EXCERPT PROVIDED —
◆ ◆ ◆ ◆ ◆ ◆ ◆
Specifically, the velox-testing, presto, and velox repositories have to be checked out as sibling directories under the same parent directory. Once that is done, navigate (cd) into the velox-testing/presto/scripts directory and execute the start up script for the needed presto deployment variant. The following scripts: start_java_presto.sh, start_native_cpu_presto.sh, and start_native_gpu_presto.sh can be used to build/deploy "Presto Java Coordinator + Presto Java Worker", "Presto Java Coordinator + Presto Native CPU Worker", and "Presto Java Coordinator + Presto Native GPU Worker" variants respectively. The presto server can then be accessed at http://localhost:8080.

Note that CPU and GPU builds require a local dependencies/run-time base Docker image (presto/prestissimo-dependency:centos9). The start scripts will not create this automatically. It must be obtained manually. Use the build_centos_deps_image.sh script to build an image locally, or the fetch_centos_deps_image.sh script to fetch a pre-built image from an external source. Note that the latter script currently requires additional credentials not available to third-parties.

Running Integration Tests

The Presto integration tests are implemented using the pytest framework. The integration tests can be executed directly by using the pytest command e.g. pytest tpch_test.py or more conveniently, by using the run_integ_test.sh script from within the velox-testing/presto/scripts directory (this script handles environment setup for test execution). Execute ./run_integ_test.sh --help to get more details about script options. An instance of Presto must be deployed and running before running the integration tests. This can be done using one of the start_* scripts mentioned in the "Presto Testing" section.

Testing Different Scale Factors

The integration tests can be executed against tables with different scale factors by navigating (cd) into the velox-testing/presto/testing/integration_tests/scripts directory and executing the generate_test_files.sh script with a --scale-factor or -s argument. After this, the tests can then be executed using the steps described in the "Running Integration Tests" section.

Note that velox-testing/presto/testing/integration_tests and velox-testing/benchmark_data_tools are separate projects that are expected to be operated with their own virtual environment.
◆ ◆ ◆ ◆ ◆ ◆ ◆
DATA LINES —
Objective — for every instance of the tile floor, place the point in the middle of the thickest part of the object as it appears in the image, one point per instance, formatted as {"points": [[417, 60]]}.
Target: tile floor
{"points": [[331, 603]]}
◆ ◆ ◆ ◆ ◆ ◆ ◆
CHALLENGES —
1. According to the Presto testing excerpt, why is the run_integ_test.sh script a more convenient way to run the integration tests than calling pytest directly?
2. In the Presto testing excerpt, at what address can the presto server be accessed once a deployment variant is started?
3. Translate this sentence from the Presto testing excerpt into Spanish: "An instance of Presto must be deployed and running before running the integration tests."

THE ANSWERS —
1. The run_integ_test.sh script handles the environment setup for test execution. Calling pytest directly leaves that setup to you.

2. http://localhost:8080

3. Una instancia de Presto debe estar desplegada y en ejecución antes de ejecutar las pruebas de integración.